待完成
a. 在这段点积与叉积代码中，precision 被定义成什么数值？
b. 列出这段点积与叉积代码中定义的所有函数名。
c. 在这段点积与叉积代码中，把“precision”重命名为“EPS”，再写出从含有“直线（2）——点积和叉积”的那句开始、到“int dblcmp(double d)”之后为止的部分。

摘录
==================================================

直线（2）——点积和叉积

总结用点积和叉积求解直线各类模板：

#include<iostream>
#include<math.h>
using namespace std;
#define precision 0.000001
struct point
{
  double x,y;
};
//a^b=-2==>axb<0或axb=-1,消除浮点误差 
int dblcmp(double d)
{
    if(fabs(d)<precision)
      return 0;
    return (d>0)?1:-1;
}
//叉积运算 
double cc(double a,double b,double c,double d)
{
       return a*c-b*d;
}
double cross(point p1,point p2,point p3)
{
       return cc(p2.x-p1.x,p2.y-p1.y,p3.x-p1.x,p3.y-p1.y);
}
//求点积
double d(double a,double b,double c,double d)
{
       return a*c+b*d;
}
double dd(point a,point b,point c)
{
   return d(b.x-a.x,b.y-a.y,c.x-a.x,c.y-a.y);
}
//判断点a是否在bc范围内
int betweenCmp(point a,point b,point c)
{
  return dblcmp(dd(a,b,c));
}
//叉积求交点
int segcross(point a,point b,point c,point d,point &p)
{
   double s1,s2,s3,s4;
   int d1,d2,d3,d4;
   d1=dblcmp(s1=cross(a,b,c));
   d2=dblcmp(s2=cross(a,b,d));
   d3=dblcmp(s3=cross(c,d,a));
   d4=dblcmp(s4=cross(c,d,b));
   //规范性相交求交点 
   if((d1^d2==-2)&&(d3^d4)==-2)

==================================================

数据条目
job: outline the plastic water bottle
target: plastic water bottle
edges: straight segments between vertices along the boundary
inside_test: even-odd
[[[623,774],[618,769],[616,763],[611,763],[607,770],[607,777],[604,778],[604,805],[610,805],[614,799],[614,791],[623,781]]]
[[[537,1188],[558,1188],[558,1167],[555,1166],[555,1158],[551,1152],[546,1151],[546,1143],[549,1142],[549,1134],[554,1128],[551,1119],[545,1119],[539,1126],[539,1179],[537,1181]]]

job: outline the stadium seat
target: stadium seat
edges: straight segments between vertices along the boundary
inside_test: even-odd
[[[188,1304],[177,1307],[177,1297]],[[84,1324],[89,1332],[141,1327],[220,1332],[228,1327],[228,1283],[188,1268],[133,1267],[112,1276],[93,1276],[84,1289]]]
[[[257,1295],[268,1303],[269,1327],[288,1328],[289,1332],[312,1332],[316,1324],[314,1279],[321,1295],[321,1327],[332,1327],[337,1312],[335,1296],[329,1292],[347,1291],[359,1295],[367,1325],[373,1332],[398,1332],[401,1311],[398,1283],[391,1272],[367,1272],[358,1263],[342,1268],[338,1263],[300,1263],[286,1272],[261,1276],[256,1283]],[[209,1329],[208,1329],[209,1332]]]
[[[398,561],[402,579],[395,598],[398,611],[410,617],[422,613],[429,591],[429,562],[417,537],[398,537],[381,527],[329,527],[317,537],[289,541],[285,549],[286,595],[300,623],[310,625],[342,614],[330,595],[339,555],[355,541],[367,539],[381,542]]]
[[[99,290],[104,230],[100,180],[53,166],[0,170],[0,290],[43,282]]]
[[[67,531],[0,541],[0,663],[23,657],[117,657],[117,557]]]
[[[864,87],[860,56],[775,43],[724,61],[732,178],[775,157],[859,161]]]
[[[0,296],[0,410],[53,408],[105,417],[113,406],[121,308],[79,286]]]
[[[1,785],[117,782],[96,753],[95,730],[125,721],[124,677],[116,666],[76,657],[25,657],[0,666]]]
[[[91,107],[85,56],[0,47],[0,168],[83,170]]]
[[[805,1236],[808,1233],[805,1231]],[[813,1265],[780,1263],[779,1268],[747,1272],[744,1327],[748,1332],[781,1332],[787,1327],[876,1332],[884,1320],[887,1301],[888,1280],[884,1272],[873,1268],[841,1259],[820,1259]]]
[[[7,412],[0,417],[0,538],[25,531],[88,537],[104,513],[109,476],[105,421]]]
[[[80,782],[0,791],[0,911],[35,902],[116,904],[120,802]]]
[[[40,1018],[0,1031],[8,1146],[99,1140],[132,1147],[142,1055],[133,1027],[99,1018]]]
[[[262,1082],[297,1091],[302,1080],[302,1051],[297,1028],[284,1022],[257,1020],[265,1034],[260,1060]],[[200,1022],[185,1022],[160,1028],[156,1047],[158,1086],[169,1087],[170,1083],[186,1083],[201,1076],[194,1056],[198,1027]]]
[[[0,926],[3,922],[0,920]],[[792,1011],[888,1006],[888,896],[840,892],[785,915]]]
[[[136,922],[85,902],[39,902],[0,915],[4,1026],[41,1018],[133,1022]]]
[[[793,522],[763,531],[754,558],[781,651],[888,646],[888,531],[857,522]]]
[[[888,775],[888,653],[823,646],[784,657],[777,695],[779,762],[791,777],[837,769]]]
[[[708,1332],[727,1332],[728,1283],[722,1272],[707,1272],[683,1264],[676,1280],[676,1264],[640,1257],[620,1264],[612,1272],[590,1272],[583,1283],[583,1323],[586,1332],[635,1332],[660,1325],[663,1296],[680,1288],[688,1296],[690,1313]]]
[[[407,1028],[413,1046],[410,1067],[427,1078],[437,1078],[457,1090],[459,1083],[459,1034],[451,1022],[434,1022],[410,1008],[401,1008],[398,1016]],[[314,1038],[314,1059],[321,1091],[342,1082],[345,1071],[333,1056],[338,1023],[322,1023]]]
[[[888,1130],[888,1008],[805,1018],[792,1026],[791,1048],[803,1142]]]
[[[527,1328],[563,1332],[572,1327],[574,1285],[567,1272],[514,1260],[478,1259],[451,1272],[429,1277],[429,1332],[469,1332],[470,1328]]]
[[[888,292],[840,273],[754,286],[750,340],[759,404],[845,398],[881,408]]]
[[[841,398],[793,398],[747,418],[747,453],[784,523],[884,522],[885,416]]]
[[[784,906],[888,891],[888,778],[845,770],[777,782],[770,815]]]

==================================================

已解决问题
a. 0.000001

b. dblcmp、cc、cross、d、dd、betweenCmp、segcross

c.
直线（2）——点积和叉积

总结用点积和叉积求解直线各类模板：

#include<iostream>
#include<math.h>
using namespace std;
#define EPS 0.000001
struct point
{
  double x,y;
};
//a^b=-2==>axb<0或axb=-1,消除浮点误差 
int dblcmp(double d)